### TEXT EXTRACT
────────────────────────────────────────
Publication number: US20060212287A1
Application number: US11/359,697
Authority: US
Inventors: Franck Bigalet
Original assignee: Sight Up SARL
Current assignee: Sight Up SARL
Priority date: 2005-03-07
Filing date: 2006-02-22
Publication date: 2006-09-21

Abstract

A method is provided for data processing with a view to determining the main attributes of a product defined by a description including a plurality of words in which, for each word, one determines whether it belongs to one or more predetermined sets or glossaries. Then, for each word that belongs to one or more glossaries: one assigns to the word a plurality of codings produced depending on the predetermined glossary to which the word belongs and on the other words in the description and/or the glossaries to which the other words belong; and one uses a dual-class categoriser to analyse all these codings produced for the word in order to determine whether the word is a main attribute of the product.

Description

The present invention relates to a method for processing data representative of a product with a view to indexing it and accessing it using search engines with optimised relevance.
The invention has a particular application, but is not confined to, processing data that is representative of products offered for sale by commercial websites on the Internet. The term “product” is taken to mean not only manufactured products but also services that can be the subject of a commercial offering and which can also be purchased online.
In the rest of this description, the invention will therefore be described in relation to examples associated with this specific application without the scope of the invention necessarily being confined to this application.

DESCRIPTION OF THE PRIOR ART

Currently, commercial websites that offer products and services for sale on the Internet have an economic interest in disseminating their offerings through specialist search engines made available by referencing websites. These specialist search engines suggest various categories of products and services to the purchaser and enable the potential purchaser to search on keywords that correspond to the features of the product.
To achieve this, the referencing website collects data that is representative of products marketed by the various commercial websites and determines the main features of these products on which it will be possible to perform keyword searches.
It is obvious that this processing is a relatively complex operation because it depends predominantly on the language used to describe the product, the vocabulary relating to an item category and the syntax used.
At present, the attributes or features of a product are extracted by manual, systematic analysis of all the offerings. This processing makes it possible to profile each product by attributes, thereby allowing classification of such products in various categories. The various products are then catalogued in databases which make it possible to access the products by selecting the various fields of the database.
More precisely, some commercial websites which operate special databases make it possible to narrow down the purchaser's-choice by allowing a choice of optional criteria that depend on criteria that have been previously keyed in.
It is apparent that these techniques for extracting features involve a considerable amount of tedious drudgery because they require individual manual analysis of each of the products that are submitted by the commercial website. In addition, classification of the various products in the databases is not really technically satisfactory. The way that offerings are structured in databases is relatively suitable for products of a technical nature, e.g. in the field of IT, because each product has a finite number of features the variation of which can be stated within the framework of a relatively restricted choice.
────────────────────────────────────────
### REQUIREMENT
Set down, word for word, the passage of the patent text between "It is apparent" and "relatively restricted choice.", inclusive.

### DATA EXTRACT
────────────────────────────────────────
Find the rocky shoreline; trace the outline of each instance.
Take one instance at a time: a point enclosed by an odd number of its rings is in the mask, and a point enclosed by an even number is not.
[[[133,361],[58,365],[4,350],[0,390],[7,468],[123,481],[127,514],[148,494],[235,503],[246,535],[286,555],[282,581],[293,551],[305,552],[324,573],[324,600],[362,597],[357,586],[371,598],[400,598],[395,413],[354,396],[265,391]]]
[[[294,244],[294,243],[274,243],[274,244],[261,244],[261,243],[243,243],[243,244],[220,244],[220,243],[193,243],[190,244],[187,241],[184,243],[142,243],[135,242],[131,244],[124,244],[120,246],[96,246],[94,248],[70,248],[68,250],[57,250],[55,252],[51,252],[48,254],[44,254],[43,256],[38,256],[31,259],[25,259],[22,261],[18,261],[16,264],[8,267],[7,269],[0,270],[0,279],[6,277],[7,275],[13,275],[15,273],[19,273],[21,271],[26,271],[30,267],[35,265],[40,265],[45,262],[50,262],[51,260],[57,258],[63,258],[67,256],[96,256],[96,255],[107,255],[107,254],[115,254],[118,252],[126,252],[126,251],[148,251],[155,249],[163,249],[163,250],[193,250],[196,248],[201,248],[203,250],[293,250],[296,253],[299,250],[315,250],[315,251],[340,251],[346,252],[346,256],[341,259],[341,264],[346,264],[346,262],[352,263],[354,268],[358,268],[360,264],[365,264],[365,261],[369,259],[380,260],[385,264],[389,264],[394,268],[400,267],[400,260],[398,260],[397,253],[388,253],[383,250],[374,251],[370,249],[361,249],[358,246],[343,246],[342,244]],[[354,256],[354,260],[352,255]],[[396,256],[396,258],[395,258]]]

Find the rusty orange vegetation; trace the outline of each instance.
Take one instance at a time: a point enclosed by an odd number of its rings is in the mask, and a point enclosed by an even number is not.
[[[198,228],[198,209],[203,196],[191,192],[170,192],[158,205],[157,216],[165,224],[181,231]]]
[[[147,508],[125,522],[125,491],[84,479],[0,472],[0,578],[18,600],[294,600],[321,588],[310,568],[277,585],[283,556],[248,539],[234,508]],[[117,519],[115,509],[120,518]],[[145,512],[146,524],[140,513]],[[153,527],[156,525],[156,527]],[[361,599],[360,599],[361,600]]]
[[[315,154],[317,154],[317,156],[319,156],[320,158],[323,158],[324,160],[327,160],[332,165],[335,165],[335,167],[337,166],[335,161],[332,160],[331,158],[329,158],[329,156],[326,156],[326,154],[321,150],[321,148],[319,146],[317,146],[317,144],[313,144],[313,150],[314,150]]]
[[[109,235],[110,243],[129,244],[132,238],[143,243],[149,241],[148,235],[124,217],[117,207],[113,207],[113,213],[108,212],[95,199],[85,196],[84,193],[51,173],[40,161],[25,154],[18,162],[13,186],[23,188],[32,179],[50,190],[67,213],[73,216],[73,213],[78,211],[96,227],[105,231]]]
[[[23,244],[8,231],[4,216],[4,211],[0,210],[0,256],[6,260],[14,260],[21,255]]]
────────────────────────────────────────
### RESPONSE TO THIS EXERCISE
It is apparent that these techniques for extracting features involve a considerable amount of tedious drudgery because they require individual manual analysis of each of the products that are submitted by the commercial website. In addition, classification of the various products in the databases is not really technically satisfactory. The way that offerings are structured in databases is relatively suitable for products of a technical nature, e.g. in the field of IT, because each product has a finite number of features the variation of which can be stated within the framework of a relatively restricted choice.